---------- Given passage ----------

It’s a different world than when I graduated 26 years ago.

Back then most of the graduates were white men, who would be called as pastors by churches that could afford to pay them a decent salary plus benefits. They might start at a church in a county seat town, but within a few years, if they did well, they could expect to receive a call from a larger church, in a bigger town, with an even better salary. Ministry in those days seemed almost like a reasonable career choice.

But today the graduates will include as many women as men, from a number of different ethnicities. Most of them will not have a job offer in hand when they walk across the stage. There aren’t a lot of churches out there that are hiring. And yet you can’t seem to discourage these graduates. I know; I’ve tried. I’m a trustee at the seminary and I’m around the students on a regular basis. I tell them it’s not going to be easy out there, but that only seems to make them more determined. They talk about all the creative ways they are going to engage the world with the gospel, many of which have nothing to do with traditional church ministry.

----------

:: What this exercise asks ::
1. Answer these from the passage on seminary graduates:
(a) How many years ago did the writer graduate?
(b) Where might a new pastor start out back then, before being called to a larger church?
(c) What position does the writer hold at the seminary?
2. In the records, between the lines holding "Annotation task — mark the white" and "<point>58,150</point>", inclusive, add 100 to every coordinate in the answers. Write out those lines again, keeping all other lines unchanged.

---------- Records provided ----------

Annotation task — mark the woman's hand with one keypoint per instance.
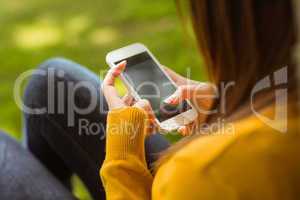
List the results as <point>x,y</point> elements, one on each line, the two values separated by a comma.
<point>114,101</point>
<point>199,93</point>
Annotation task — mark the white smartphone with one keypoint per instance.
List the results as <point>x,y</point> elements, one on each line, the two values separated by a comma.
<point>146,79</point>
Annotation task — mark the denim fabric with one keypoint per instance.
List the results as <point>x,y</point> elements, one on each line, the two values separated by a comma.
<point>58,150</point>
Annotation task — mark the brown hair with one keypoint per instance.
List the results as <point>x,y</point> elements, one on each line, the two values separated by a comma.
<point>244,41</point>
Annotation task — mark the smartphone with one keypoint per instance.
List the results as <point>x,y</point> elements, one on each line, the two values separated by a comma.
<point>146,79</point>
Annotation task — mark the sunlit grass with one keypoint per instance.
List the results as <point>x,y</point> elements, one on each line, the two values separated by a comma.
<point>33,31</point>
<point>103,36</point>
<point>37,35</point>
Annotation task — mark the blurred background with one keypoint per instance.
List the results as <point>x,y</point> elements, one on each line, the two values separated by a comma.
<point>84,31</point>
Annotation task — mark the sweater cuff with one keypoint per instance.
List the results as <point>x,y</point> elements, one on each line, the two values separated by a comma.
<point>126,131</point>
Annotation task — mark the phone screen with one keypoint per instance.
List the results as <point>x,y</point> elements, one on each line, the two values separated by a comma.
<point>150,82</point>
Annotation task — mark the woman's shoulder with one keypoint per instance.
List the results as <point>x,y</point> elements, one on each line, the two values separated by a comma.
<point>253,157</point>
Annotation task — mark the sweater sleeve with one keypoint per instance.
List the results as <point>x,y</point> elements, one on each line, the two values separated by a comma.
<point>124,172</point>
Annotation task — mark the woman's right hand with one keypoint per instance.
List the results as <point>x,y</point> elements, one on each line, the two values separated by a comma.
<point>200,94</point>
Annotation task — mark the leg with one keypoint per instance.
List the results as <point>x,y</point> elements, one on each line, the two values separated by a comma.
<point>66,141</point>
<point>23,177</point>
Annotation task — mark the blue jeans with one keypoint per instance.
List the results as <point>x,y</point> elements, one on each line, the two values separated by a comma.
<point>64,140</point>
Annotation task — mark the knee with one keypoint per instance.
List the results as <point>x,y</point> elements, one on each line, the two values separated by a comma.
<point>6,145</point>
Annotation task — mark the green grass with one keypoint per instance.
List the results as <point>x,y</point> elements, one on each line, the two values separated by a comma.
<point>34,30</point>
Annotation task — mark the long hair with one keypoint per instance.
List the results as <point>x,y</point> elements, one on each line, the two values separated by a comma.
<point>243,42</point>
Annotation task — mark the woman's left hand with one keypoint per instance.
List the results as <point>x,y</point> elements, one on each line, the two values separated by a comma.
<point>114,101</point>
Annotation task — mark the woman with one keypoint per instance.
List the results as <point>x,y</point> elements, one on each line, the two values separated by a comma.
<point>241,42</point>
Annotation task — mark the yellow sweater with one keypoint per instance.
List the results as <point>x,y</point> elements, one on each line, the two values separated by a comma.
<point>256,162</point>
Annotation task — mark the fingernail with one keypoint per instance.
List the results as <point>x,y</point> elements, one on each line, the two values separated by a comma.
<point>183,131</point>
<point>123,63</point>
<point>169,100</point>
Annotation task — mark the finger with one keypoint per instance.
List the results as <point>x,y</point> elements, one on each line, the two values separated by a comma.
<point>109,91</point>
<point>113,73</point>
<point>178,79</point>
<point>128,99</point>
<point>145,105</point>
<point>187,129</point>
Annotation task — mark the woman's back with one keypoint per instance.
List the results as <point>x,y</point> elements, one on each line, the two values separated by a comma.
<point>256,162</point>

----------

:: Answers to the exercises ::
1.
(a) 26 years ago.
(b) At a church in a county seat town.
(c) Trustee.

2.
Annotation task — mark the white smartphone with one keypoint per instance.
List the results as <point>x,y</point> elements, one on each line, the two values separated by a comma.
<point>246,179</point>
Annotation task — mark the denim fabric with one keypoint per instance.
List the results as <point>x,y</point> elements, one on each line, the two values separated by a comma.
<point>158,250</point>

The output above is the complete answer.